The Benefits and Risks of Triple Net Leases

Summer 2017 Issue
By: Richard R. Spore III

What do office and retail property owners need to know about triple net leases?

A COMMERCIAL real estate project’s value is typically based on its net operating income, which equals rental income minus operating expenses. The allocation of operating expenses between the landlord and tenants is therefore an important factor in the project’s value. Most commercial leases use some variation of two basic operating expense allocation models:

Gross rent model: The landlord pays 100 percent of operating expenses from gross rent paid by the tenants.

Triple net rent model: The tenants pay all operating expenses, including property taxes, insurance and repairs and maintenance, either directly or by pass-through reimbursement to the landlord.

Avoiding the “Gross Rent Bet”

Richard Spore

Richard R. Spore III

The choice between the two models is ultimately about how to allocate certain economic risks between the landlord and tenants. With the gross rent model, the landlord bears all the risk that actual operating expenses may exceed projected amounts. Of course, the tenant conversely bears all the risk that operating expenses may be less than anticipated, resulting in a higher than expected net operating income for the landlord. In other words, with the gross rent model, landlords and tenants make a bet on levels of future building operating expenses.

The longer the potential lease term, the greater the difficulty in projecting property operating expenses accurately over the life of the lease. Macroeconomic factors, such as inflation, as well as property-specific concerns, can be hard to predict over longer periods. Therefore, as the term of the lease increases, so does the risk under the gross rent model. That risk can be reduced or eliminated with the triple net model, under which all operating expenses are shifted to the tenants — although those expenses are sometimes subject to negotiated limitations.

Repair Expense Risks Under Triple Net Leases

Of course, triple net leases present their own kinds of risk to both parties. For example, a triple net lease under which the landlord performs all building maintenance and repair work at the expense of tenants represents a kind of cost-plus contract. Accordingly, tenants bear the risk that landlords will not work as hard as they should to control the building’s operating expenses because those are passed through to the tenants.

Landlords will counter that argument by pointing out that they have market incentives to minimize building costs, because a building that is expensive to operate is less attractive to potential tenants under triple net leases. However, those market incentives may not provide sufficient comfort to tenants that their landlord will be adequately incentivized to control costs over the entire term of the lease. Tenants may therefore seek to hedge this risk further by requesting caps or limits on operating expense pass-throughs, particularly for operating expenses that can be controlled (i.e., expenses other than taxes, utilities and, sometimes, insurance).

┄┄┄┄┄┄┄┄┄┄┄┄┄┄┄┄┄┄┄┄

Required task A:
Collect every line of the records that contains the word "dark".
The records that come next have no connection to the article on triple net leases.

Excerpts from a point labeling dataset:
┄┄┄┄┄┄┄┄┄┄┄┄┄┄┄┄┄┄┄┄

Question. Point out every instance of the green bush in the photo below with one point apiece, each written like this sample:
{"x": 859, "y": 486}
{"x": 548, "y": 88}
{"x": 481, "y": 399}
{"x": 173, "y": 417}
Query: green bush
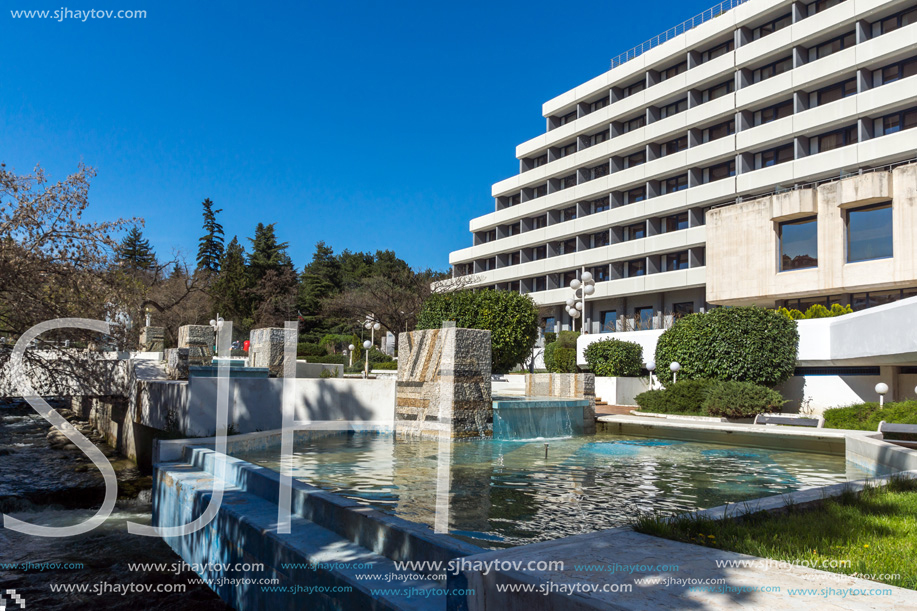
{"x": 549, "y": 356}
{"x": 867, "y": 416}
{"x": 683, "y": 397}
{"x": 613, "y": 357}
{"x": 745, "y": 344}
{"x": 741, "y": 400}
{"x": 565, "y": 360}
{"x": 511, "y": 318}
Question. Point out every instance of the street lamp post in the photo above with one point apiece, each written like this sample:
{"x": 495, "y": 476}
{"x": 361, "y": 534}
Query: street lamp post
{"x": 576, "y": 305}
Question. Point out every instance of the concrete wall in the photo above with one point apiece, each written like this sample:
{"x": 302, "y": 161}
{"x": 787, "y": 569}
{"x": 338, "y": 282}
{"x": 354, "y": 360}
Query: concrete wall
{"x": 743, "y": 242}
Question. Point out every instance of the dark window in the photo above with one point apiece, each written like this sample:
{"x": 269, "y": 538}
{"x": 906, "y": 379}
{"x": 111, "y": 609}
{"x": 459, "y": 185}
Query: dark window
{"x": 635, "y": 268}
{"x": 720, "y": 131}
{"x": 773, "y": 69}
{"x": 676, "y": 183}
{"x": 636, "y": 123}
{"x": 609, "y": 321}
{"x": 773, "y": 113}
{"x": 833, "y": 140}
{"x": 676, "y": 260}
{"x": 798, "y": 244}
{"x": 836, "y": 92}
{"x": 673, "y": 146}
{"x": 638, "y": 158}
{"x": 635, "y": 231}
{"x": 676, "y": 222}
{"x": 869, "y": 233}
{"x": 776, "y": 156}
{"x": 673, "y": 109}
{"x": 643, "y": 318}
{"x": 719, "y": 91}
{"x": 721, "y": 171}
{"x": 832, "y": 46}
{"x": 773, "y": 26}
{"x": 636, "y": 195}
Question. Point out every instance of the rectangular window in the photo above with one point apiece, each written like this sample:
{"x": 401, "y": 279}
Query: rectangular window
{"x": 798, "y": 244}
{"x": 635, "y": 268}
{"x": 643, "y": 318}
{"x": 720, "y": 131}
{"x": 673, "y": 146}
{"x": 721, "y": 171}
{"x": 635, "y": 231}
{"x": 635, "y": 195}
{"x": 676, "y": 260}
{"x": 678, "y": 183}
{"x": 609, "y": 321}
{"x": 869, "y": 233}
{"x": 836, "y": 92}
{"x": 676, "y": 222}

┄┄┄┄┄┄┄┄┄┄┄┄┄┄┄┄┄┄┄┄

Required task B:
Answer these questions from the triple net lease article.
(i) Under the gross rent model, what percentage of operating expenses does the landlord pay?
(ii) What is a commercial real estate project's value typically based on?
(iii) Which expenses does the article exclude from those that can be controlled?

Full output A:
Question. Point out every instance of the dark window in the photo above with one point apiece, each written like this sample:
Query: dark window

Full output B:
(i) 100 percent, paid from the gross rent the tenants pay.
(ii) Its net operating income, which equals rental income minus operating expenses.
(iii) Taxes, utilities and, sometimes, insurance.